## Задание 1
Воспроизведите дословно фрагмент текста об откровении и психотехнике от «Далее, догматические религии» до «крайней мере теоретически.».
## Задание 2
Какой собор, согласно тексту об откровении и психотехнике, посмертно обвинил Оригена в ереси?
## Задание 3
Какие исключения названы в тексте об откровении и психотехнике среди догматических религий, которые, как правило, отвергают учение о перерождениях и концепцию космических циклов? Перечислите их все.

## Исходный текст
- - -

Откровение и психотехника в догматических религиях

Откровение и психотехника в догматических религиях

Из рассмотренных выше основных характеристик религий откровения (догматических религий) следует ряд специфических особенностей в их отношении к психотехническому опыту.

Во-первых, психотехнический опыт в этих религиях приобретает характер опыта мистического, и далее, говоря об этих религиях, мы будем оперировать понятиями «мистика», «мистический» в том смысле и в тех рамках, о которых специально говорилось во введении. Действительно, в отличие от буддизма и других религий чистого опыта, обладание трансперсональным опытом отнюдь не является в догматических религиях обязательным и непременным условием спасения, то есть не составляет религиозной прагматики учения. Спасение в них носит всеобщий характер, критерием же его обретения служит праведность в широком смысле слова. Таким образом, сотериология и психотехнический опыт (или, иными словами, спасение и святость) оказываются в них разведены. Это, вероятно, способствовало широкой популярности религий данного типа, поскольку спасение в них гарантируется всем праведным (концепция божественной благодати и всеблагости, равно как и католическое учение о чистилище, позволяет очень широко раздвигать рамки праведности), а не только святым и подвижникам. Впрочем, иначе и не может быть в религиях, которые, как правило (за исключением каббалы в иудаизме, исмаилизма в исламе и некоторых гностических форм христианства), отвергают и учение о перерождениях, и концепцию космических циклов (о последних учил Ориген, но V Вселенский собор обвинил его посмертно в ереси). Более того, сама святость (прямо называемая католиками «сверхдостаточной» для спасения) не обязательно является результатом глубинной трансформации сознания, а может быть следствием предельной («сверхдостаточной») формы праведности и нравственного совершенства. Таким образом, сам трансперсональный опыт, осмыслявшийся как непосредственное единение (unio mystica) души и Бога, приобрел черты чего-то эзотерического, доступного для немногих избранных, таинственного, то есть собственно мистического. Кроме того, догматические религии, как правило, отрицательно относились к идее воспроизведения религиозного опыта своего основателя, что часто признавалось по догматическим причинам невозможным: Иисус Христос – единородный Сын Божий по природе и его опыт невоспроизводим даже для «обоженного» святого, становящегося «причастником божественного естества» по благодати; пророк Мухаммад – избранник и посланник Бога, причем – «печать пророков»; Моисей также харизматическая личность и избранник. Эта невоспроизводимость, правда, несколько смягчается католической идеей imitatio Christi, «подражание Христу» (Фома Кемпийский, XV в.).

Далее, догматические религии обычно включают в свою структуру оппозицию «рациональное богословие – мистический опыт», где «мистическое» противопоставляется «рациональному» как сверхразумное или даже (реже) противоразумное. Подобное неизвестное Индии и Дальнему Востоку противоречие особенно четко представлено в христианстве через тертуллиановскую (II в.) метафору Афин и Иерусалима, где Иерусалим, однако, не столько мистика, сколько непостижимые разумом истины откровения. В исламе до XI в. (синтез ал-Газали) существовало достаточно отчетливо выраженное противостояние теологии (калам) и мистики (суфизм). Позднее, правда, между этими двумя формами мусульманской духовной жизни была достигнута гармония, по крайней мере теоретически.

- - -

## Предоставленные записи
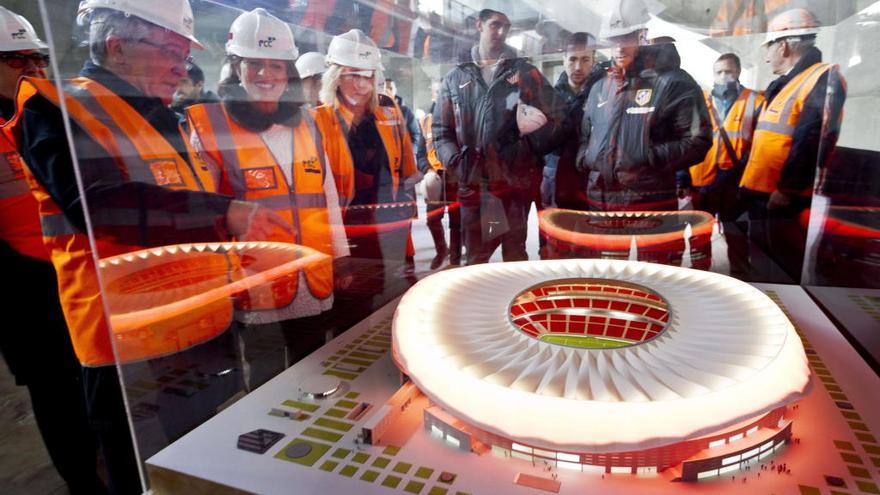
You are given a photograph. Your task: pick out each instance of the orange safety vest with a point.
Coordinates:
(426, 124)
(143, 155)
(774, 133)
(334, 121)
(20, 222)
(739, 126)
(250, 172)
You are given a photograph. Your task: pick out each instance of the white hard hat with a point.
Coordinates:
(529, 119)
(790, 24)
(173, 15)
(432, 186)
(627, 16)
(259, 34)
(354, 49)
(310, 64)
(17, 33)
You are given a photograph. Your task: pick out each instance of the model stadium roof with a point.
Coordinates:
(727, 354)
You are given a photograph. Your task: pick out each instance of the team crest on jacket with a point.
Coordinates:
(15, 164)
(165, 172)
(643, 96)
(260, 178)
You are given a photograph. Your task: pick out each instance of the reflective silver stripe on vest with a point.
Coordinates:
(16, 187)
(319, 142)
(136, 168)
(283, 201)
(57, 225)
(226, 147)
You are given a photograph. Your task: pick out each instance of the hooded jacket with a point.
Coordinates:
(475, 131)
(559, 166)
(639, 130)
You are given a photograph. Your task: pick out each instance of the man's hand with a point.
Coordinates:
(251, 222)
(778, 200)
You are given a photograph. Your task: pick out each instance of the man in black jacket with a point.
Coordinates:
(493, 154)
(642, 123)
(562, 185)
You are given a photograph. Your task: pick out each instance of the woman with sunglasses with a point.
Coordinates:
(264, 147)
(372, 158)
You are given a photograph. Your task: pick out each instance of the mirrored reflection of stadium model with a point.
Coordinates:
(600, 365)
(655, 236)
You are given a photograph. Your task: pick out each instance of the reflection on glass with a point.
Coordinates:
(211, 222)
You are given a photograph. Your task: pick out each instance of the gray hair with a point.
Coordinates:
(330, 85)
(104, 23)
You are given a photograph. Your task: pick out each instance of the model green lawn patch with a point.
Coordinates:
(322, 434)
(348, 471)
(305, 406)
(391, 481)
(318, 449)
(583, 341)
(414, 487)
(341, 453)
(333, 424)
(370, 476)
(356, 362)
(424, 472)
(363, 355)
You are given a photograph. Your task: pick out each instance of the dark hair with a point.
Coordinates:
(195, 73)
(485, 14)
(240, 108)
(733, 58)
(580, 38)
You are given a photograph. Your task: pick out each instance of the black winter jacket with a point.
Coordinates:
(475, 131)
(637, 132)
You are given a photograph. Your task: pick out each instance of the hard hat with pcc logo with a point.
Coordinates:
(791, 24)
(17, 33)
(173, 15)
(354, 49)
(259, 34)
(310, 64)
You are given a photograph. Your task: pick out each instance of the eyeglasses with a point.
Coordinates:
(21, 60)
(174, 55)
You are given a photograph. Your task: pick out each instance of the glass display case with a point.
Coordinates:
(235, 194)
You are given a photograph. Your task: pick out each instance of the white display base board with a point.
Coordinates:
(831, 443)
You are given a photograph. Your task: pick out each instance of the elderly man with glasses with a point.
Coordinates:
(141, 189)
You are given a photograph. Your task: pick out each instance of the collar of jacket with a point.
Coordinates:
(240, 109)
(507, 53)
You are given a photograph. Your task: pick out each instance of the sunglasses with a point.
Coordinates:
(20, 61)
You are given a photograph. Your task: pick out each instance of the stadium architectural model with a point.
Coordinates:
(630, 366)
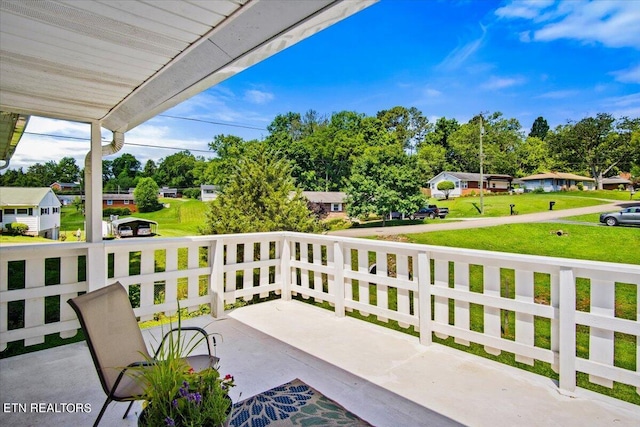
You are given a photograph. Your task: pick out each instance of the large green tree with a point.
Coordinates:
(408, 126)
(176, 170)
(539, 129)
(384, 179)
(146, 195)
(260, 196)
(597, 144)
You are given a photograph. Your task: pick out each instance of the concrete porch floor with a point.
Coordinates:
(383, 376)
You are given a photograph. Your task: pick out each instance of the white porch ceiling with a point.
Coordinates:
(122, 62)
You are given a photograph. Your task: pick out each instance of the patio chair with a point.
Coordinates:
(116, 343)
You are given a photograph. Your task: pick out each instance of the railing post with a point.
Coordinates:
(217, 279)
(424, 298)
(338, 278)
(285, 269)
(96, 266)
(567, 331)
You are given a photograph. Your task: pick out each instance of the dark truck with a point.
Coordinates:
(431, 211)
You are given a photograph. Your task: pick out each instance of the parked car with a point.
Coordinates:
(125, 231)
(144, 230)
(394, 215)
(630, 215)
(431, 212)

- - -

## Полный ответ 1
Далее, догматические религии обычно включают в свою структуру оппозицию «рациональное богословие – мистический опыт», где «мистическое» противопоставляется «рациональному» как сверхразумное или даже (реже) противоразумное. Подобное неизвестное Индии и Дальнему Востоку противоречие особенно четко представлено в христианстве через тертуллиановскую (II в.) метафору Афин и Иерусалима, где Иерусалим, однако, не столько мистика, сколько непостижимые разумом истины откровения. В исламе до XI в. (синтез ал-Газали) существовало достаточно отчетливо выраженное противостояние теологии (калам) и мистики (суфизм). Позднее, правда, между этими двумя формами мусульманской духовной жизни была достигнута гармония, по крайней мере теоретически.

## Полный ответ 2
V Вселенский собор.

## Полный ответ 3
- каббала в иудаизме
- исмаилизм в исламе
- некоторые гностические формы христианства